• WHAT YOU WILL DO
Check every line of the entries for the string "magpie" and return the ones that contain it.

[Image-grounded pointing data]

..............................

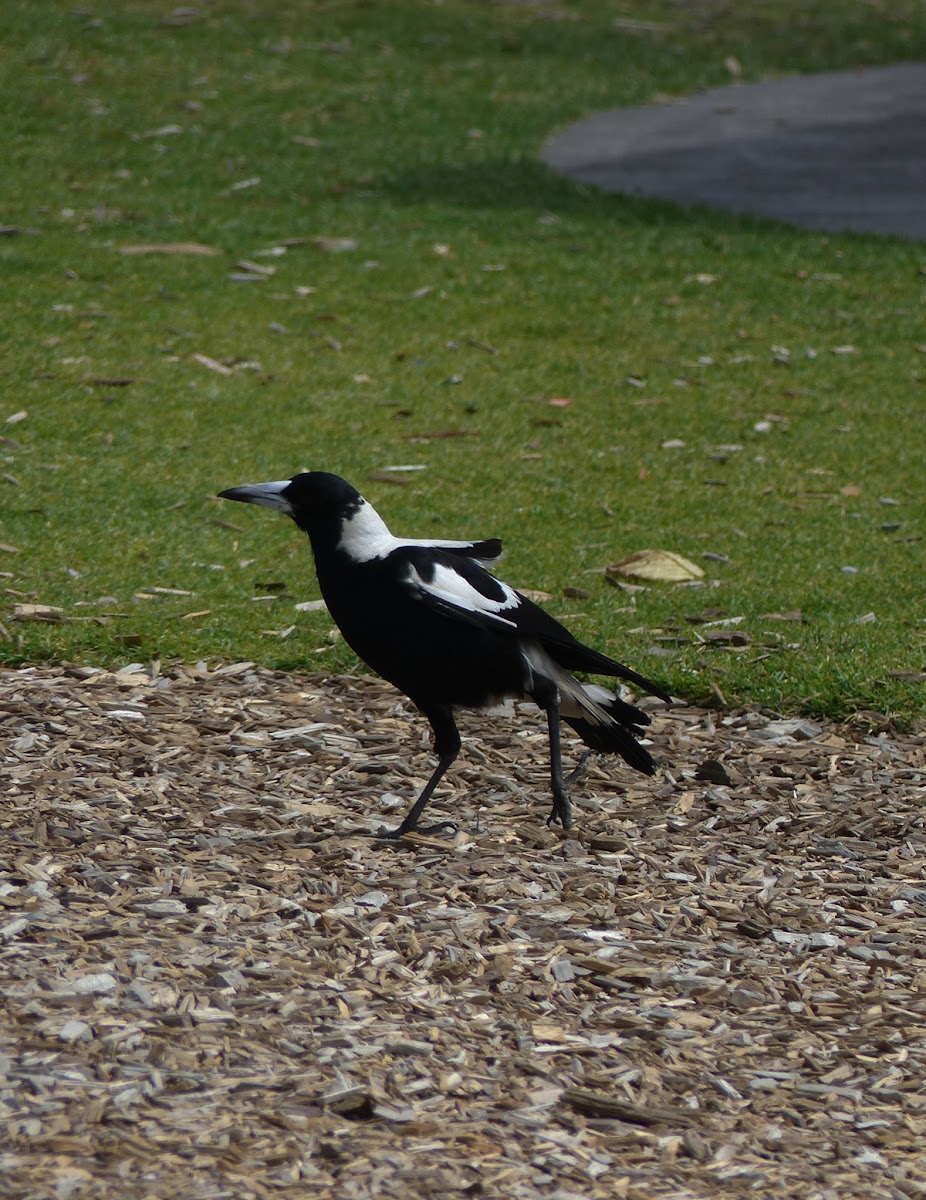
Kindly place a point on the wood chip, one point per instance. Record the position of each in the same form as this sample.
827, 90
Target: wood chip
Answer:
714, 983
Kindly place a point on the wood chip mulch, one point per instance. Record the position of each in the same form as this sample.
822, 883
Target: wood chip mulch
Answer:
215, 987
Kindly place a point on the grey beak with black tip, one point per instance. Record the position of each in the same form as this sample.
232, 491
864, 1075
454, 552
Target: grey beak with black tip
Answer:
269, 495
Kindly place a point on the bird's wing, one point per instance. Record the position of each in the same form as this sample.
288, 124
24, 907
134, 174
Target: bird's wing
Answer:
487, 551
456, 585
461, 588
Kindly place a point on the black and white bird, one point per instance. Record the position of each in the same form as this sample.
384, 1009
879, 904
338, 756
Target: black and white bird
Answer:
428, 617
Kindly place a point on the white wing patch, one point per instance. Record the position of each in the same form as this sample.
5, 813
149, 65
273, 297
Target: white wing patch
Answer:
450, 587
365, 537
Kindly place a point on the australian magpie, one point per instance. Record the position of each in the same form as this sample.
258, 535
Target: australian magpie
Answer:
428, 617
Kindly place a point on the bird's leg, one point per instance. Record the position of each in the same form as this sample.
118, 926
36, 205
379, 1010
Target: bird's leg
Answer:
446, 745
561, 808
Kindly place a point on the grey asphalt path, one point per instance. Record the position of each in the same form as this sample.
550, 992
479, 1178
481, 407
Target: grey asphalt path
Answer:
842, 150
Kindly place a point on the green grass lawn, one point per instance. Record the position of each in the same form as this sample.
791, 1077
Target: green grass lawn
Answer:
468, 288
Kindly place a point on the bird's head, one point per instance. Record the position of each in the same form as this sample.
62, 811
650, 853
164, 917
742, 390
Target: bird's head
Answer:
316, 499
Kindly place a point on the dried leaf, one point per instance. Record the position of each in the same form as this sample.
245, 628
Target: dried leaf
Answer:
170, 247
212, 364
335, 245
662, 565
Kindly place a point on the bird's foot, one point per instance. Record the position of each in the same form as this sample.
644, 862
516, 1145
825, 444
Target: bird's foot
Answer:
561, 813
449, 827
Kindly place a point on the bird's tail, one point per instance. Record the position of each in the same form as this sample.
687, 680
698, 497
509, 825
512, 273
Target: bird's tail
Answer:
602, 720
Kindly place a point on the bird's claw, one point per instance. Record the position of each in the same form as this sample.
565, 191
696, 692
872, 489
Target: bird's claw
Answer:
449, 827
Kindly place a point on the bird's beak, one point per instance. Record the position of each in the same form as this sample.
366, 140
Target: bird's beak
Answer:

..............................

• WRITTEN ANSWER
Kindly place a point on the australian magpie, one point per instance. Record the position of each in the same form as this sample.
Target: australian magpie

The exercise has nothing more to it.